課題の目的
以下の行をすべて、一字一句変えずに書き写してください。

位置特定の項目

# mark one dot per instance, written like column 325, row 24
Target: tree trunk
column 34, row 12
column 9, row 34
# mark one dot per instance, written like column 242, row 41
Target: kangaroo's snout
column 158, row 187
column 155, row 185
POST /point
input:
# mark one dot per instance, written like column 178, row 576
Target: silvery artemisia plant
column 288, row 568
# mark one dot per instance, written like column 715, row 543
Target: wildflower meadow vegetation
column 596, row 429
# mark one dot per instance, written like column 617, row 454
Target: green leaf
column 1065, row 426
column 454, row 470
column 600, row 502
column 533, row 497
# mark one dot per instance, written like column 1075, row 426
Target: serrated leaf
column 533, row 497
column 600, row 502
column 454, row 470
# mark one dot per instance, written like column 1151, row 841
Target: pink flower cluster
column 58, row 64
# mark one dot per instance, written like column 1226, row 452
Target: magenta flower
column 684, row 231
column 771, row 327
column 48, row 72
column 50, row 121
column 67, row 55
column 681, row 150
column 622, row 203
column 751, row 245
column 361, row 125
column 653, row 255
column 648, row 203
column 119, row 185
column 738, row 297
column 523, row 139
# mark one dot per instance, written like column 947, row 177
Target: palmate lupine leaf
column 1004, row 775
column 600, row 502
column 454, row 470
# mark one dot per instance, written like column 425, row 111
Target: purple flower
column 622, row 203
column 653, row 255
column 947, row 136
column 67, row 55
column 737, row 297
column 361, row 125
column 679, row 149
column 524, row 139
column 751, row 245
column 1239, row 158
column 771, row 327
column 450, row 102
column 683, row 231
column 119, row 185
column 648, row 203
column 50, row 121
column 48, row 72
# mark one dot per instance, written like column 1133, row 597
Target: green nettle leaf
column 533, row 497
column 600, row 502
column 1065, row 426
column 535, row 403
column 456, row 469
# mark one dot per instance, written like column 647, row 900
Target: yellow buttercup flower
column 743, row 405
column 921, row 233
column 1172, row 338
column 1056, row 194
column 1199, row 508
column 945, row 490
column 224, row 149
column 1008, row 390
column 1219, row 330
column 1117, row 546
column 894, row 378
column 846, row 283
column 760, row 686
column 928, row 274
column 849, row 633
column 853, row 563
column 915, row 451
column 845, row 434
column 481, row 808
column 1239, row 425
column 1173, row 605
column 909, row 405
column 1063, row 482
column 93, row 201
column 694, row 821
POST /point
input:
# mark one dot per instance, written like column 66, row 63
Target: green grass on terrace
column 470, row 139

課題への回答
# mark one dot per instance, written like column 325, row 24
Target: tree trunk
column 34, row 12
column 9, row 34
# mark one dot per instance, written like column 242, row 41
Target: kangaroo's snout
column 158, row 187
column 155, row 185
POST /point
input:
# mark one dot per instance, written like column 178, row 576
Target: silvery artemisia plant
column 288, row 568
# mark one dot per instance, written like column 715, row 543
Target: wildflower meadow vegetation
column 596, row 429
# mark one dot per instance, written like column 617, row 454
Target: green leaf
column 1065, row 426
column 454, row 470
column 600, row 502
column 533, row 497
# mark one dot per instance, written like column 1075, row 426
Target: serrated leaf
column 533, row 497
column 600, row 502
column 454, row 470
# mark one dot per instance, written like column 1151, row 841
Target: pink flower cluster
column 58, row 64
# mark one dot per instance, written like column 1226, row 452
Target: magenta flower
column 684, row 231
column 771, row 327
column 48, row 72
column 50, row 121
column 67, row 55
column 681, row 150
column 622, row 203
column 751, row 245
column 361, row 125
column 653, row 255
column 648, row 203
column 119, row 185
column 738, row 297
column 523, row 139
# mark one dot per instance, written like column 947, row 177
Target: palmate lupine leaf
column 1004, row 775
column 600, row 502
column 454, row 470
# mark one dot per instance, written like column 425, row 111
Target: purple flower
column 622, row 203
column 653, row 255
column 947, row 136
column 67, row 55
column 737, row 297
column 361, row 125
column 679, row 149
column 524, row 139
column 751, row 245
column 1239, row 158
column 771, row 327
column 450, row 102
column 683, row 231
column 119, row 185
column 648, row 203
column 50, row 121
column 48, row 72
# mark one dot per instance, written like column 1133, row 597
Target: green nettle leaf
column 533, row 497
column 600, row 502
column 1065, row 426
column 535, row 403
column 456, row 469
# mark one dot per instance, written like column 647, row 900
Target: yellow buttercup flower
column 743, row 405
column 921, row 233
column 1172, row 338
column 1056, row 194
column 1199, row 508
column 945, row 490
column 224, row 149
column 1008, row 390
column 1219, row 330
column 1117, row 546
column 894, row 378
column 846, row 283
column 760, row 686
column 928, row 274
column 849, row 633
column 853, row 563
column 915, row 451
column 845, row 434
column 481, row 808
column 1239, row 425
column 1173, row 605
column 909, row 405
column 1063, row 482
column 93, row 201
column 694, row 821
POST /point
input:
# mark one dot per instance, written like column 66, row 63
Target: green grass on terrace
column 470, row 139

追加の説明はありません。